:: GIVEN REQUEST ::
Copy every line of the records below, adding 73 to each number in the answer coordinates and leaving all other text unchanged. Omit the pictures.

◇ ◇ ◇

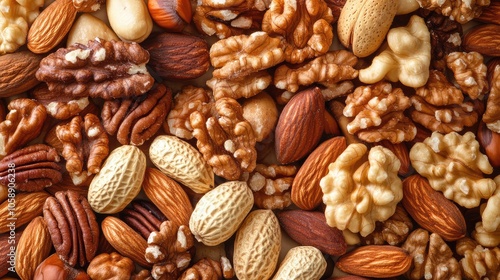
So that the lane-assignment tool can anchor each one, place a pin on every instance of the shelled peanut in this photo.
(311, 139)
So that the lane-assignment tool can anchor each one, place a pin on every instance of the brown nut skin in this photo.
(53, 268)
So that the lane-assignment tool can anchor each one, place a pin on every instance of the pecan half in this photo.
(73, 227)
(34, 168)
(135, 120)
(105, 69)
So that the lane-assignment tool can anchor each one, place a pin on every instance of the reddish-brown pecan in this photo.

◇ ◇ ◇

:: SOLUTION FOR THIS TASK ::
So that the lane-assignment tool can anchor each one, place a pin on every instance of the shelled peanut in this photo.
(384, 212)
So that the lane-assignment tool can anchor each one, place a pin on every instance of the brown nut skin in this photo.
(126, 341)
So that the lane-assignment tool can anchor each one, place a pin on every instance of the pecan half in this photo.
(146, 300)
(107, 241)
(208, 193)
(178, 142)
So that the lane-assignment tool can anchor each one, place a pin on every instance of the reddish-brown pecan in this photo.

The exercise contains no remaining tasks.